Every line of the material below must be repeated exactly.
** Start of Provided records **
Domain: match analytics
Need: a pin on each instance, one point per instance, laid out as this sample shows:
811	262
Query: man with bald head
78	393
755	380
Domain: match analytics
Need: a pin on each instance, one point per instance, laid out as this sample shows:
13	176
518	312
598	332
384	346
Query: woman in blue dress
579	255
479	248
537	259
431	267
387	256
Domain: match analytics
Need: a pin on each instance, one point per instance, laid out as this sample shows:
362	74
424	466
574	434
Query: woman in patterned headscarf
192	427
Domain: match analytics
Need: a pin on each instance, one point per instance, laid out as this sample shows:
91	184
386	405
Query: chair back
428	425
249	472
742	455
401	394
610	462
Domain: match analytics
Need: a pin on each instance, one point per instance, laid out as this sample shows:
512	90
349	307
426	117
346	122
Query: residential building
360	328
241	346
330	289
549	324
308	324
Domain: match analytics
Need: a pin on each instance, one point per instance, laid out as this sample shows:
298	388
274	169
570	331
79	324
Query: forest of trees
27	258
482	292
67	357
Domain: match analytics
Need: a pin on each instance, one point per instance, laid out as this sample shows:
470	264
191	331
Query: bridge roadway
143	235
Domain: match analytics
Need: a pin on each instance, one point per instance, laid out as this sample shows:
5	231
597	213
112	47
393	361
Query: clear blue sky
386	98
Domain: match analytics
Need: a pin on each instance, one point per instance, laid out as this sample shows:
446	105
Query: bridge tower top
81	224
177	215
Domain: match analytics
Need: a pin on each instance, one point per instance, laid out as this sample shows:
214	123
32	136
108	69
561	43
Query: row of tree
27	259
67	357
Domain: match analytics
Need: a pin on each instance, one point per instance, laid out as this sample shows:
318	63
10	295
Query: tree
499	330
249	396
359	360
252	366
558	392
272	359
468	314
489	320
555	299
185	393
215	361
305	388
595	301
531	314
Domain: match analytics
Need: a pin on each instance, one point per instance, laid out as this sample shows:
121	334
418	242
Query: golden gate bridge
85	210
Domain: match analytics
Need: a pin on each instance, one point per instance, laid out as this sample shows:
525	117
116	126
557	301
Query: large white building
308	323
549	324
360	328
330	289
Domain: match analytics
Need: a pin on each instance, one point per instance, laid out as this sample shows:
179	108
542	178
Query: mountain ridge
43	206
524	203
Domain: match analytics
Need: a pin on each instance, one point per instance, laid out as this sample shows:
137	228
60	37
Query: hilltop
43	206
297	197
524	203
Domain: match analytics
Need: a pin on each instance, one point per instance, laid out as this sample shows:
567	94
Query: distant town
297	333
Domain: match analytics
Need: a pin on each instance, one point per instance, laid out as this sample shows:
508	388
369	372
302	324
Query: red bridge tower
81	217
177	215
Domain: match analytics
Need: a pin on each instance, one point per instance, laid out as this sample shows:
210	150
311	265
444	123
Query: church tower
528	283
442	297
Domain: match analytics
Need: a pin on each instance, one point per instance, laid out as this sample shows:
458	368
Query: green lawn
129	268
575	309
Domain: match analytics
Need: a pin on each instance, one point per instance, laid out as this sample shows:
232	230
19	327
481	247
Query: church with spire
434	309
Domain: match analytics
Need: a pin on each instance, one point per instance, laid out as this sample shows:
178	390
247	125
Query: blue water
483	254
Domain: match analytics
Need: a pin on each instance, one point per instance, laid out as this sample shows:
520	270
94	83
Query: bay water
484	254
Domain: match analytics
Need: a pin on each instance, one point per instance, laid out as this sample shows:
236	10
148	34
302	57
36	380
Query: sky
** End of Provided records **
## [Task result]
Domain: match analytics
Need: a pin on each instance, one point per instance, laid out as this sample shows:
811	262
Query: man with bald head
78	393
755	380
Domain: match analytics
Need: a pin on each instance, one point per instance, laid out as this sample shows:
13	176
518	312
598	332
384	346
Query: woman in blue dress
579	255
479	248
537	259
431	267
387	256
Domain: match analytics
Need: a pin on each instance, one point per instance, laid out as this sample shows:
362	74
424	466
574	434
Query: woman in patterned headscarf
192	427
Domain: match analytics
Need: a pin on each instance, one point per instance, laid out as this sample shows:
91	184
386	405
Query: chair back
428	425
249	472
742	455
401	394
610	462
Domain: match analytics
Need: a pin on each instance, one point per instance, laid out as this sample shows:
512	90
349	307
426	117
346	122
Query: residential building
360	328
241	346
330	289
549	324
308	324
Domain: match analytics
Need: a pin on each instance, one point per instance, laid out as this sample shows:
298	388
274	169
570	331
79	324
Query: forest of trees
27	258
482	292
67	357
Domain: match analytics
Need: a pin on each instance, one point per instance, laid out as this sample shows:
470	264
191	331
Query: bridge roadway
143	235
Domain: match analytics
Need: a pin on each instance, one point per instance, laid out as this sample shows:
5	231
597	213
112	47
393	361
Query: clear blue sky
386	98
Domain: match analytics
Need: a pin on each instance, one point per instance, laid out as this sample shows:
446	105
Query: bridge tower top
81	224
177	215
Domain: match analytics
Need: a pin on each instance, one point per instance, laid out as this sample shows:
214	123
32	136
108	69
561	43
Query: row of tree
27	259
67	357
Domain: match analytics
Need: a pin on each instance, one point per instance, laid out as this sample shows:
318	63
10	295
Query: tree
499	330
249	396
359	360
252	366
558	392
272	359
468	314
489	320
555	299
185	393
215	361
305	388
595	301
531	314
Domain: match analytics
Need: a pin on each instance, one point per instance, laid out as this sample shows:
121	334
418	242
Query: golden gate bridge
85	210
Domain: match analytics
Need: a pin on each instance, one point per instance, laid out as this sample shows:
525	117
116	126
557	301
Query: large white building
308	323
549	324
360	328
330	289
Domain: match analytics
Need: a pin on each instance, one point per instance, laid out as this sample shows:
179	108
542	178
Query: mountain ridge
43	206
524	203
Domain: match analytics
Need: a pin on each instance, one point per instance, laid out as this sample shows:
137	228
60	37
Query: hilltop
43	206
297	197
524	203
Domain: match analytics
Need: a pin on each instance, one point per instance, laid out as this sample shows:
567	94
Query: distant town
297	333
Domain: match analytics
Need: a pin on each instance, one point per instance, laid out as this sample shows:
508	388
369	372
302	324
Query: red bridge tower
81	217
177	215
Domain: match analytics
Need: a pin on each instance, one point per instance, laid out as this sample shows:
210	150
311	265
444	123
Query: church tower
528	283
442	297
Domain: match analytics
Need: a pin on each instance, one point per instance, laid out as this sample shows:
458	368
Query: green lawn
129	268
575	309
Domain: match analytics
Need: a pin on each instance, one point per instance, laid out as this sample shows:
232	230
19	327
481	247
Query: church with spire
434	309
Domain: match analytics
Need: a pin on each instance, one point per instance, laid out as this sample shows:
178	390
247	125
Query: blue water
483	254
Domain: match analytics
Need: a pin on each instance, one point per instance, laid out as this sample shows:
520	270
94	83
Query: bay water
484	254
Domain: match analytics
Need: a pin on each instance, one point per instance, laid out as this sample shows:
236	10
148	34
302	57
36	380
Query: sky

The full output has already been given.